Problem to work on
Could you copy the entries below from the line with "Please find the whole" up to and including the line with "265;178;339;253", adding -95 to every coordinate in the answers and leaving all other lines unchanged?
# start of Dataset entries
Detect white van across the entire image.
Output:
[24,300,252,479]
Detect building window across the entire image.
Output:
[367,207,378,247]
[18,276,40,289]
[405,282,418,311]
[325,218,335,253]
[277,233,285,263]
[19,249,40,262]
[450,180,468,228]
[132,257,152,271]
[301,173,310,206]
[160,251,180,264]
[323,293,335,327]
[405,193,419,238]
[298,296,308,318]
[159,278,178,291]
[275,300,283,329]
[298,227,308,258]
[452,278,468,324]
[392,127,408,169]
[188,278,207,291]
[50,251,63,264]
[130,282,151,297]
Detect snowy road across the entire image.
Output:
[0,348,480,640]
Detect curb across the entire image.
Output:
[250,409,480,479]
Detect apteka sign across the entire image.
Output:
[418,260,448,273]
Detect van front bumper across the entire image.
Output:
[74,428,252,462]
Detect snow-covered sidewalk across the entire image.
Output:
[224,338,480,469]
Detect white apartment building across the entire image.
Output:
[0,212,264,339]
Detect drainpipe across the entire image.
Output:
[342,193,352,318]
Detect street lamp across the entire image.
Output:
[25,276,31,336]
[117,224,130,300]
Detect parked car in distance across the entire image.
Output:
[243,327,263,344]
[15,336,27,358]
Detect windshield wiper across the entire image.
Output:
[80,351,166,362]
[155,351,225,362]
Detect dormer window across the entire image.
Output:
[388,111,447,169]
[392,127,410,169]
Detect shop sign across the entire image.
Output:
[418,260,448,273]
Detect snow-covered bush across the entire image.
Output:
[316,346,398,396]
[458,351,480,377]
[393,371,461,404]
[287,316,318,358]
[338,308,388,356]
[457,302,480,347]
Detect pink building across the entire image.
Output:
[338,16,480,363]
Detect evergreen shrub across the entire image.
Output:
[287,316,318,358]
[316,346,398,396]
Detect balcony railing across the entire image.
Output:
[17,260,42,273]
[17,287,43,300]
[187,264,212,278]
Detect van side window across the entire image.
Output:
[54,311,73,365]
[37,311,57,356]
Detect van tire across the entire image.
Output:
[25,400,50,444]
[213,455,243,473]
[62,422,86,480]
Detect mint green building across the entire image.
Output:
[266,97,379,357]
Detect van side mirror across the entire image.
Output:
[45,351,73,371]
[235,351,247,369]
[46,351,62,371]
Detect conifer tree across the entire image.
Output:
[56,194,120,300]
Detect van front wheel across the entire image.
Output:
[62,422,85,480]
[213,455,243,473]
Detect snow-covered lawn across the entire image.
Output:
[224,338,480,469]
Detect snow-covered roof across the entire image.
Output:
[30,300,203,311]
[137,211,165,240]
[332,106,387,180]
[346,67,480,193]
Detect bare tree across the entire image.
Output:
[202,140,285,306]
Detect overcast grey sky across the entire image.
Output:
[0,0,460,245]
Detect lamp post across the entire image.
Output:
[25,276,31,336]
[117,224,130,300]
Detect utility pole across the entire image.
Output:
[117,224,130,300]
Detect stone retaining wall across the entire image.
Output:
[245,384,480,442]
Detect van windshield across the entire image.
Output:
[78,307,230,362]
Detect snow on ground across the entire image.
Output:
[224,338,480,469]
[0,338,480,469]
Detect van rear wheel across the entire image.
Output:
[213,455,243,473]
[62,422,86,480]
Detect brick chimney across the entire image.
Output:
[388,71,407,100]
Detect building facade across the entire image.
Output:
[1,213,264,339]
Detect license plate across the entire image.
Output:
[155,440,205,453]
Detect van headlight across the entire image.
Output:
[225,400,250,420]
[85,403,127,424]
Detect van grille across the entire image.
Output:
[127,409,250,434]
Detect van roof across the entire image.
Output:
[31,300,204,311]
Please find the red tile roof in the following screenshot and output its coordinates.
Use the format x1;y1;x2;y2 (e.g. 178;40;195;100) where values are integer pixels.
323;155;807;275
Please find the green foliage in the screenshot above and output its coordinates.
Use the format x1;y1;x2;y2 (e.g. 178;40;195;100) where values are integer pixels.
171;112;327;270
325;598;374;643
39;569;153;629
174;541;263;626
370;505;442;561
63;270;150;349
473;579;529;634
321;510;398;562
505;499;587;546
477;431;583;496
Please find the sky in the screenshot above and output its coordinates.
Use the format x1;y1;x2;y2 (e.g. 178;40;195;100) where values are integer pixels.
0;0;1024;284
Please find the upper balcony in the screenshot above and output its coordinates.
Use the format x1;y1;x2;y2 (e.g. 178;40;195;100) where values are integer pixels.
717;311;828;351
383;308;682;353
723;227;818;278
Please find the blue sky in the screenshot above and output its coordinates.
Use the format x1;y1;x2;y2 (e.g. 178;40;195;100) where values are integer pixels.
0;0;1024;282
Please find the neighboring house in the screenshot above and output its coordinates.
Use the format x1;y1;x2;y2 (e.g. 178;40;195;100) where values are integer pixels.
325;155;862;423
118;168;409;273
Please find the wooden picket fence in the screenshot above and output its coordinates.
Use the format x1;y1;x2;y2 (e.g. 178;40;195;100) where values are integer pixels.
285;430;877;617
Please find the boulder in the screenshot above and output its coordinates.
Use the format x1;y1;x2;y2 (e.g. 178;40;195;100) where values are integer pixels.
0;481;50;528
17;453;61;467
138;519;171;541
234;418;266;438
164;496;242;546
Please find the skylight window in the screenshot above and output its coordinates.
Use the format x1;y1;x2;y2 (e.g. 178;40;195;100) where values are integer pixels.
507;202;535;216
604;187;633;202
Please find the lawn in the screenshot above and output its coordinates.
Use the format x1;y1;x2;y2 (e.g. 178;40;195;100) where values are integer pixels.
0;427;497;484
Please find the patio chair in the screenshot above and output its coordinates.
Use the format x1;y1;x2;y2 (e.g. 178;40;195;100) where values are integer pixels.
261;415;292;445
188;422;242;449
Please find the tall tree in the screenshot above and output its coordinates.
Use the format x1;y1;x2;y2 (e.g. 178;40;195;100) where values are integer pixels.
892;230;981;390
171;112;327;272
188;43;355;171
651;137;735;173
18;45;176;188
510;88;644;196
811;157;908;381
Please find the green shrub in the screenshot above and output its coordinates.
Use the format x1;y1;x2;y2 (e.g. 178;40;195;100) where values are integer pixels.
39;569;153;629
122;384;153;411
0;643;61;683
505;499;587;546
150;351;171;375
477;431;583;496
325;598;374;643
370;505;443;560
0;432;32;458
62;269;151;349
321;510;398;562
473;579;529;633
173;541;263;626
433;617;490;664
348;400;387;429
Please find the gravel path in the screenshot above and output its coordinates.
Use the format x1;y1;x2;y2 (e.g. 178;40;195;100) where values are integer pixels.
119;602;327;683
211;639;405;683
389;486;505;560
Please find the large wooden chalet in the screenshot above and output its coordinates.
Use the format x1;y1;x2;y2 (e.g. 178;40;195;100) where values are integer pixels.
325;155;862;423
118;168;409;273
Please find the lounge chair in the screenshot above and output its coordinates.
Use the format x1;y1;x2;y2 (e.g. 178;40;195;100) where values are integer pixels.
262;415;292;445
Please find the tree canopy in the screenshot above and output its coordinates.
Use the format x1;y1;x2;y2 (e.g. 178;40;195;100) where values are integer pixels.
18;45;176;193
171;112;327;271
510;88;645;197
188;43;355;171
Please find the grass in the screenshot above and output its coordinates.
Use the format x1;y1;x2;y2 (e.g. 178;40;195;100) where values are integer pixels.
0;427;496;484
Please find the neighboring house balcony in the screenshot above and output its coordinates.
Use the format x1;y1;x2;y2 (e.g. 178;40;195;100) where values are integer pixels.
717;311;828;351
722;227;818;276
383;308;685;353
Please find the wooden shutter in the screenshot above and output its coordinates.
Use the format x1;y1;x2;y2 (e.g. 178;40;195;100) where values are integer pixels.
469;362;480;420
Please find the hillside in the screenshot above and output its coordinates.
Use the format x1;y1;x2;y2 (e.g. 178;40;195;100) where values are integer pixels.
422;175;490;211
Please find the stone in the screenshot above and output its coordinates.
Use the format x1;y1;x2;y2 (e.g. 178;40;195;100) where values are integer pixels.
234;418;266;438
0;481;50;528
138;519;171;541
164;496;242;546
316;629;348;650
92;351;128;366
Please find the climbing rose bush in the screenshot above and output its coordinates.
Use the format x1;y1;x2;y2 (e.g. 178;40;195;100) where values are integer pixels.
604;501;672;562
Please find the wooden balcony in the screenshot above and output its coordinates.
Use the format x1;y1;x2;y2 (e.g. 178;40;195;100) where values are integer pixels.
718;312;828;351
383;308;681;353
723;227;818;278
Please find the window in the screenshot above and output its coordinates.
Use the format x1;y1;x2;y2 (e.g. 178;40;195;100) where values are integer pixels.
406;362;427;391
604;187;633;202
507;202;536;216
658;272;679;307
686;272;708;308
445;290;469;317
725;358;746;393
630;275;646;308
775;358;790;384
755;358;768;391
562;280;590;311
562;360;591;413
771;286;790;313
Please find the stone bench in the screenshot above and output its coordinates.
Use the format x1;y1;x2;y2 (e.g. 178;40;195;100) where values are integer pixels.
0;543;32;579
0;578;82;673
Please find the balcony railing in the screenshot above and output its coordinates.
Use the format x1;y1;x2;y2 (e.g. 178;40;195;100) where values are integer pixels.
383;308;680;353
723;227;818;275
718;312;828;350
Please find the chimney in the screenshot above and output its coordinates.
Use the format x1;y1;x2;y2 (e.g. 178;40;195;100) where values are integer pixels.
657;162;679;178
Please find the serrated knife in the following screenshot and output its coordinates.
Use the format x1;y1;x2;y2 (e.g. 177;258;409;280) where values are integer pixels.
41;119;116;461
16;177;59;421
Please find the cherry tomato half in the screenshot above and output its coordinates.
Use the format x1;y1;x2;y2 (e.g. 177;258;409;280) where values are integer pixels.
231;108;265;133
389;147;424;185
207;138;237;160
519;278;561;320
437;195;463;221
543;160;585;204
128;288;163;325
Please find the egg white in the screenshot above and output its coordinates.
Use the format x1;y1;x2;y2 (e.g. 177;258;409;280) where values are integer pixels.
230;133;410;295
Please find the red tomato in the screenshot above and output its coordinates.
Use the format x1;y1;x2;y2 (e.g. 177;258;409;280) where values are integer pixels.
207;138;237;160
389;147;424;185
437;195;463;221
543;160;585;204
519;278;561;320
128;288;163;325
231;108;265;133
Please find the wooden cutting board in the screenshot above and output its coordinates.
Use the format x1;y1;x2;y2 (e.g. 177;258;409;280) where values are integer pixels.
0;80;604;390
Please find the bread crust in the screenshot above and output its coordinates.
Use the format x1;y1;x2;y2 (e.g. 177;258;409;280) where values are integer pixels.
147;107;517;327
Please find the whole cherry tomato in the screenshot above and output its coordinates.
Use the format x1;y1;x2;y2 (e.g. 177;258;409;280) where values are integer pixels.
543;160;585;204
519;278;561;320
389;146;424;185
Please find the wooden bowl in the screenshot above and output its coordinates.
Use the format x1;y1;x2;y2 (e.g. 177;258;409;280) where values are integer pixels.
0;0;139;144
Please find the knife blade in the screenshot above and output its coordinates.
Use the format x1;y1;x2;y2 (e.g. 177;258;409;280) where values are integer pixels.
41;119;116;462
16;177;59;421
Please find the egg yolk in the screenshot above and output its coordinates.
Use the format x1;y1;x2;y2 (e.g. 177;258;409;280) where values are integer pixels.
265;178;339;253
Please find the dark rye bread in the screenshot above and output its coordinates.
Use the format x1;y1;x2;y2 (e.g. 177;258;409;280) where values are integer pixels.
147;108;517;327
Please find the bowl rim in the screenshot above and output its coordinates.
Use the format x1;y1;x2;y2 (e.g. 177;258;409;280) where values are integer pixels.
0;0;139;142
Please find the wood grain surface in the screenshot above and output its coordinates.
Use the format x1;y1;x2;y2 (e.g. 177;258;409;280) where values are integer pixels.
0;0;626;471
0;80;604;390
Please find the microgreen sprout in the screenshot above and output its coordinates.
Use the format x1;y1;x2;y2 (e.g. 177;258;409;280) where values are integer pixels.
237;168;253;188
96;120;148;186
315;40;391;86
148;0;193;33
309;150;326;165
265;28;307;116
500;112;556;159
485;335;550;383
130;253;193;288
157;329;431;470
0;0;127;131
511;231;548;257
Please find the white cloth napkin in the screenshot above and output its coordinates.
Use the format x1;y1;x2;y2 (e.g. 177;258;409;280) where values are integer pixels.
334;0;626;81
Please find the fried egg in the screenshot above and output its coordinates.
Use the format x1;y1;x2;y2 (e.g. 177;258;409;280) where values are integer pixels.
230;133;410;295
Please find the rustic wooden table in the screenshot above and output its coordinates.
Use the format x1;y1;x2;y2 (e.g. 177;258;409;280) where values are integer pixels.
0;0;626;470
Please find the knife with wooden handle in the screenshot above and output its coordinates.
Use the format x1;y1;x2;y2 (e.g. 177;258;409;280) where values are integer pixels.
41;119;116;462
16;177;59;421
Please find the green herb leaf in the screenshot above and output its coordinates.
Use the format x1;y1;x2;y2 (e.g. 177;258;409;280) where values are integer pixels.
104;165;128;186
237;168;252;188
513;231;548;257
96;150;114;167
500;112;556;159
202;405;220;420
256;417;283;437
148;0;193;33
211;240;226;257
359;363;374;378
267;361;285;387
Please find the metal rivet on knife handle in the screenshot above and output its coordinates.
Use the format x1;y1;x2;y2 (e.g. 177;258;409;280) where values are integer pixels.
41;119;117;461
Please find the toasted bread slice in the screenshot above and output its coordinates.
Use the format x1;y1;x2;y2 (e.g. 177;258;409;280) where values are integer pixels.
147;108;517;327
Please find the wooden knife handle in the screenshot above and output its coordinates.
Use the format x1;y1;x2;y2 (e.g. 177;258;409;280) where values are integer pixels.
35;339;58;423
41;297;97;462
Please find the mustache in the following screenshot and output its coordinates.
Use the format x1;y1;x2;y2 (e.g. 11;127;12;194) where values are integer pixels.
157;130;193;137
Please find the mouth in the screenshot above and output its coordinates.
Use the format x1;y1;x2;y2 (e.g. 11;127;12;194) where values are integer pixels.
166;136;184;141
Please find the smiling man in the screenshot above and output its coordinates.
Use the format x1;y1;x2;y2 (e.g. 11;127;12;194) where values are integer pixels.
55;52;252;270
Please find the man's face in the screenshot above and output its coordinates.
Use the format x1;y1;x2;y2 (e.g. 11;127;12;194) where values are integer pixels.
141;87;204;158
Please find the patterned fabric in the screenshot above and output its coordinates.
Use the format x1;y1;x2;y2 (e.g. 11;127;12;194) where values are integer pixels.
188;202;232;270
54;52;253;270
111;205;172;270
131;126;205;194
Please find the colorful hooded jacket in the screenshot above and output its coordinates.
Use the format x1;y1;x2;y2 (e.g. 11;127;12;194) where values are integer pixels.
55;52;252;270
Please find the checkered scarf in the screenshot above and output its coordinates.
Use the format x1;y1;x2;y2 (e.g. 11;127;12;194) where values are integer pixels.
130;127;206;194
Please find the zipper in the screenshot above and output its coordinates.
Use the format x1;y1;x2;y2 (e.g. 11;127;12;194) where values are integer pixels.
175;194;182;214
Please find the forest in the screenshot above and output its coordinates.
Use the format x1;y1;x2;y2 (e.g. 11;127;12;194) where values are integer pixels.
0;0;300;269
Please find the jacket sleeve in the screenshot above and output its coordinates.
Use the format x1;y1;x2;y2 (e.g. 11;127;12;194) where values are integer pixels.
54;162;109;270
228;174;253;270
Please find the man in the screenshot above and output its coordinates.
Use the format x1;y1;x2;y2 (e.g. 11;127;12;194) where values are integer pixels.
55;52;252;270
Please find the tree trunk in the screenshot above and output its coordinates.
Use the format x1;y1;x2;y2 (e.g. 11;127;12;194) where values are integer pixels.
# end of Dataset entries
Completed task
Please find the whole cherry tomato in the screenshot above and output its coordinates.
Use the format x1;y1;x2;y2 (e.g. 177;258;409;280) where values are integer pixels.
448;65;490;109
424;183;466;225
294;51;329;90
Please find the wooden bowl in the screenshot above and output its coordinates.
Use the format x1;y1;x2;y2 (e.g. 177;258;409;280) where values are integer pixels.
-95;-95;44;49
Please find the knife blade in the screenshot above and output its coordinates.
Use the format x1;y1;x2;y2 (e.g. 177;258;409;280) where values are integer pixels.
-54;24;21;367
-79;82;-36;326
Please find the egg yolk in the screenshot above and output its coordinates.
Use the format x1;y1;x2;y2 (e.g. 177;258;409;280) where values are integer pixels.
170;83;244;158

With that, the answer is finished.